━━━ TEXTE FOURNI

En fait, à 19 ans, j’ai osé. Je me rappelle cette urgence de tout dire. La vérité surtout. Livrée toute crue, garrochée. Ils ont été publiés ces mots modernes, ces petites phrases courtes, isolées sur une ligne pour être fortes et efficaces. Des mots que je n'ai jamais relus. Écrits dans un style que je n'ai jamais repris par la suite. Le genre que personne ne comprend, que si je les relisais, je ne les comprendrais peut-être pas non plus. Des mots avec lesquels je voulais me démarquer, mais qui n’ont ébranlé personne. Des mots oubliés aussitôt publiés, mais que j’avais besoin d’écrire.
Voilà pourquoi — peut-être — est-ce que j’aime ce petit récit de Sophie Bienvenu (roman ou récit, je ne partirai pas une polémique sur ce sujet) : il me rappelle que moi aussi j’ai été jeune, rebelle, irrévérencieuse, amoureuse, rejetée et oh! combien contraireuse.

(Coïncidence: presque en même temps j'ai lu, en livre numérique, Testament de Vicky Gendreau: même style, même langage, même genre de personnage.)

(Illustration du livre emprunté au site de l'éditeur>>>)

lundi 3 septembre 2012

Mais c'est comme ça


Les derniers mois, j’ai préféré publier des billets où je montrais plutôt les photos prises que parler des livres lus ou des textes que j'aurais pu écrire. J’ai quand même lu quelques livres empruntés à la bibliothèque.
Tout le monde sait qu’il y a des événements bizarres dans la vie, des coïncidences que j’observe, mais que je ne cherche pas nécessairement à expliquer. Il y a quelques mois à l’annonce de la publication du dernier roman d’Arlette Cousture, j’avais parlé de ma déception devant le titre anglais « Pearl’s pub » (c'était là>>>). Ce n’était pas le seul, mais celui-là m’avait touchée d’autant que mon admiration pour l’œuvre de cette auteure était sans borne.

━━━━━━
━━━ MATÉRIEL FOURNI

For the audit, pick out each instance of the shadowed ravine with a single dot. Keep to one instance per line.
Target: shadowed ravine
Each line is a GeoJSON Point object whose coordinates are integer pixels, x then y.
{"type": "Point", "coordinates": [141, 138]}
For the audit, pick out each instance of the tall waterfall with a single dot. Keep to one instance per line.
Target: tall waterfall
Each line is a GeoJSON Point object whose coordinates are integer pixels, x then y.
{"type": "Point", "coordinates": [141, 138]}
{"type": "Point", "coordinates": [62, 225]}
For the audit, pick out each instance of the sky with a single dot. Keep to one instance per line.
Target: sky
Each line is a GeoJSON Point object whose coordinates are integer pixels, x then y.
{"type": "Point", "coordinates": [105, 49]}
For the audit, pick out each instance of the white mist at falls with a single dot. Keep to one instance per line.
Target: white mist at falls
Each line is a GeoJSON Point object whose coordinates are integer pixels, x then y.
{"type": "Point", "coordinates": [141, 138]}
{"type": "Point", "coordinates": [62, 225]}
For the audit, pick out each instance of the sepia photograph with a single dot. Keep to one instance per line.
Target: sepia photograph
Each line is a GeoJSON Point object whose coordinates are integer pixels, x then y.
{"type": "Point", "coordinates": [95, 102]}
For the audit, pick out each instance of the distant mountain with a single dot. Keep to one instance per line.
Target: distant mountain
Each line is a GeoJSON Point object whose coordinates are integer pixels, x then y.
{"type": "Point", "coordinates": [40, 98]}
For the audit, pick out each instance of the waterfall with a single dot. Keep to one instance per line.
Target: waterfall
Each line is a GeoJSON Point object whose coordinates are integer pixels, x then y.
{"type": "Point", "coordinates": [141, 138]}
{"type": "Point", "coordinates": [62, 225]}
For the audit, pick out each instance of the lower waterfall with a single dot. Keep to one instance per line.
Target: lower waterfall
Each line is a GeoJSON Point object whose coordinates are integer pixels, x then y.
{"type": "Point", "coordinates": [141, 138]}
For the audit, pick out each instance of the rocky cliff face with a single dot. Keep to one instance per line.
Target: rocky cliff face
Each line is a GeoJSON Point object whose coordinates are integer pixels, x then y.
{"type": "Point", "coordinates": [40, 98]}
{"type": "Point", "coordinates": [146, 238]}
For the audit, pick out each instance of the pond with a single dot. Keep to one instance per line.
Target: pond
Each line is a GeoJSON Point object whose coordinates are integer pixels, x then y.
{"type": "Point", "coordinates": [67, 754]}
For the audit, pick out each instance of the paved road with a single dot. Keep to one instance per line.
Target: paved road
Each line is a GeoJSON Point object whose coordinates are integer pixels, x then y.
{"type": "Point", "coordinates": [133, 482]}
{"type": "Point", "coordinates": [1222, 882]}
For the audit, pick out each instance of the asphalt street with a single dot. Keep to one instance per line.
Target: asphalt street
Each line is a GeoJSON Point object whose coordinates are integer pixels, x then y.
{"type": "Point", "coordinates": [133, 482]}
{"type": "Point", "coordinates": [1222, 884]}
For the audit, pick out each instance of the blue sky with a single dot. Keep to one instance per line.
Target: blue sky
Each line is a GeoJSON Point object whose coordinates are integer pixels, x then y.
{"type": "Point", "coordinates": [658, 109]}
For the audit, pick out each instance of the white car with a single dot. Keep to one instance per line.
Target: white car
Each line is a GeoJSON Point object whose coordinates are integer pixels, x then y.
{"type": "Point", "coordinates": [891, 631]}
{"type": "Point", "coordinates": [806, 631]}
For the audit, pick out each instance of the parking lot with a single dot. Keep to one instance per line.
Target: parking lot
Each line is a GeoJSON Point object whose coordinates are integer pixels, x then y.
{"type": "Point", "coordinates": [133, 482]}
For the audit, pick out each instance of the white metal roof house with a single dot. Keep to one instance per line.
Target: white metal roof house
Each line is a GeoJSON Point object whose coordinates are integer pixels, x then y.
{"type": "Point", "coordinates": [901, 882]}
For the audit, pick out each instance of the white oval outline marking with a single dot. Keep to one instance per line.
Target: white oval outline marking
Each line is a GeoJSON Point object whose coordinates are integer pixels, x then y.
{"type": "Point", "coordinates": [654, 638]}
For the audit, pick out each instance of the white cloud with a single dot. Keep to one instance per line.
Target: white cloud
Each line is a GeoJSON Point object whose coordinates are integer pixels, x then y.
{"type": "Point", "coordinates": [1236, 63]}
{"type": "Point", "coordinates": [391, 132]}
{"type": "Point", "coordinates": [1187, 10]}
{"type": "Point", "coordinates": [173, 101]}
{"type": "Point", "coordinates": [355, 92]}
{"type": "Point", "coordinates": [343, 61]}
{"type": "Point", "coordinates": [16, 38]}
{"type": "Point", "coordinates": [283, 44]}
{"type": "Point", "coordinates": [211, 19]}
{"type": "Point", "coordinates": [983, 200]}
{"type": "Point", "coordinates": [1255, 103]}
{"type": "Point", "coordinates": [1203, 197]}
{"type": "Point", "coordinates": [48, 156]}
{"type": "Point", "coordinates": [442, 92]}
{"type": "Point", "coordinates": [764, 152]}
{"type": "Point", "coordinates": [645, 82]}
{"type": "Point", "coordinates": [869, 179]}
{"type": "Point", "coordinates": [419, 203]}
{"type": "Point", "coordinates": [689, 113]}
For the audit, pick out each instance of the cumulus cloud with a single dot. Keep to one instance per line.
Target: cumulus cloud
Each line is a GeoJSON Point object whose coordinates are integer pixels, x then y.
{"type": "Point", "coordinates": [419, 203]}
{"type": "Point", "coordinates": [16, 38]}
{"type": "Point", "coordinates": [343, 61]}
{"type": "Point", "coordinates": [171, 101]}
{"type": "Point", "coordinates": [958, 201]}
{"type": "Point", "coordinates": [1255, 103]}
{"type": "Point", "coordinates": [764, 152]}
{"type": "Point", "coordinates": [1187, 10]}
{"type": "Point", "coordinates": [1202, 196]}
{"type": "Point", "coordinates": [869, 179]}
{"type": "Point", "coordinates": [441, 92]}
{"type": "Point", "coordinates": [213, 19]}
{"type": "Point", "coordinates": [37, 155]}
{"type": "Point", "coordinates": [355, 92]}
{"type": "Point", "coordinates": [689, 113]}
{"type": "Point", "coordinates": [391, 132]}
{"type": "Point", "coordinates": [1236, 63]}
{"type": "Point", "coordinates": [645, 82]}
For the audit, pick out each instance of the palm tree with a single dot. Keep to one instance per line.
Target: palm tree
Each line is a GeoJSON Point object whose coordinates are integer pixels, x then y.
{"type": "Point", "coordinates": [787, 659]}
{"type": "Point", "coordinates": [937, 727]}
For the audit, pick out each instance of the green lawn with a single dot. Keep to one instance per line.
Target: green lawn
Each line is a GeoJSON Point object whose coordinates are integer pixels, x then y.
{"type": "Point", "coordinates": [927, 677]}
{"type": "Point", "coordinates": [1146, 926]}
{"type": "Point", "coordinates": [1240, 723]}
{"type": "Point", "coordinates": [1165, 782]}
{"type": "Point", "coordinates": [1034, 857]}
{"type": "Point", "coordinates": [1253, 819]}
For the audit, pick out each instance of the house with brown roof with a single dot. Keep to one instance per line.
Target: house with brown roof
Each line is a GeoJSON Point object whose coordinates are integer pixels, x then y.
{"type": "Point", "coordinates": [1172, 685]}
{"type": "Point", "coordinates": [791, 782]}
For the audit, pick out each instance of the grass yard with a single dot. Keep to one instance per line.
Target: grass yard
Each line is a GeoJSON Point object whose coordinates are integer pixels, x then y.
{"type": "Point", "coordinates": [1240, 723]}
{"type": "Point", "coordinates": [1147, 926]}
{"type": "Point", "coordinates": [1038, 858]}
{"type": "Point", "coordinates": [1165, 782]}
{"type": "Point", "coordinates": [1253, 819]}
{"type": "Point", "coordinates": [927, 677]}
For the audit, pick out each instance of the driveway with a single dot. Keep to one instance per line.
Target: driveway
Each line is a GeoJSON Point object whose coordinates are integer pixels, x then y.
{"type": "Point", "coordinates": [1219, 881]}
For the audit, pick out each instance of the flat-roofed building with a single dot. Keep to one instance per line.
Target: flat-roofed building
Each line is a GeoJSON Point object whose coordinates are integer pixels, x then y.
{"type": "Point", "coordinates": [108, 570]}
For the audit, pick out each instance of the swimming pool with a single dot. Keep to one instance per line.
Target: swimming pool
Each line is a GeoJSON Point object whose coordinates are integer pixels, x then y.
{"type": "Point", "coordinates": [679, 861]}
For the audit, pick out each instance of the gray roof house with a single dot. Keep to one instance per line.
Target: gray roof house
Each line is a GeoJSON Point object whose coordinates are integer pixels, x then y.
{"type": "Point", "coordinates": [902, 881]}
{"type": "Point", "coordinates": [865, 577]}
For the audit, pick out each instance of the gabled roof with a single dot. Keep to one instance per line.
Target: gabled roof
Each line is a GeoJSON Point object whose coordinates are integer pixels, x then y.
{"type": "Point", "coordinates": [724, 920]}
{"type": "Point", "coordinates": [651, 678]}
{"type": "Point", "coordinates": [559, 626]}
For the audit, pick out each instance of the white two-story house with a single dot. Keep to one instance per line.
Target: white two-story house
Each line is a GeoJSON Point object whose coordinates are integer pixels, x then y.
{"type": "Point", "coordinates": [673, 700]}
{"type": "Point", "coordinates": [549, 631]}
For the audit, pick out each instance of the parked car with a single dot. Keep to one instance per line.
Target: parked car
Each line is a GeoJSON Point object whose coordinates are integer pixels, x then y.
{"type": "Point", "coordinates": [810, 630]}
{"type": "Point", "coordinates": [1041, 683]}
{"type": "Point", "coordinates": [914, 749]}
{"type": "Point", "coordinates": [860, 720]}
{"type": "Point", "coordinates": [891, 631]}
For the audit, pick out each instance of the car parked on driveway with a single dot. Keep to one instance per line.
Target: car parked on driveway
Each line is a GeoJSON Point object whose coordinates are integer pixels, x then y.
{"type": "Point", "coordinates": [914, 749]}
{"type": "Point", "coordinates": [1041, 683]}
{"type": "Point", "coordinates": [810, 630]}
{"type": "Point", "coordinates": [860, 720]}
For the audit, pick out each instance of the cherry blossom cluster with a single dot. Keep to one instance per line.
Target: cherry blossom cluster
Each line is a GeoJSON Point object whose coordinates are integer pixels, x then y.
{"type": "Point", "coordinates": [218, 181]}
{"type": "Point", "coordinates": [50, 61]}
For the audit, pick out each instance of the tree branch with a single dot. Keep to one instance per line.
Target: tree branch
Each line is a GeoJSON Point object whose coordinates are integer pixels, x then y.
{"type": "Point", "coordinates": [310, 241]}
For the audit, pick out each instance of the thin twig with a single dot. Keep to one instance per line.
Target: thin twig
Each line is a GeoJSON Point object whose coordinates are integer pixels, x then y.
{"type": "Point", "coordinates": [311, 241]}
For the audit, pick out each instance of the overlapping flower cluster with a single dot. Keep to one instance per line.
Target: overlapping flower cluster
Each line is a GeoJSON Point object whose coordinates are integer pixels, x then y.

━━━━━━

**CONSIGNES**
a) Recopiez tout le texte fourni, depuis « (Illustration du livre » jusqu'à « à la bibliothèque. ».
b) Les énoncés suivants concordent-ils avec le texte fourni ? Pour chacun, répondez par oui ou par non en citant les mots décisifs du texte. (i) Les mots publiés à 19 ans ont été relus par la suite. (ii) Testament de Vicky Gendreau a été lu en livre numérique. (iii) Ces derniers mois, les billets publiés montraient surtout des photos plutôt que de parler des livres lus.

**RÉPONSES**
a)
(Illustration du livre emprunté au site de l'éditeur>>>)

lundi 3 septembre 2012

Mais c'est comme ça


Les derniers mois, j’ai préféré publier des billets où je montrais plutôt les photos prises que parler des livres lus ou des textes que j'aurais pu écrire. J’ai quand même lu quelques livres empruntés à la bibliothèque.

b)
(i) Non : « Des mots que je n'ai jamais relus. »
(ii) Oui : « j'ai lu, en livre numérique, Testament de Vicky Gendreau »
(iii) Oui : « j’ai préféré publier des billets où je montrais plutôt les photos prises que parler des livres lus »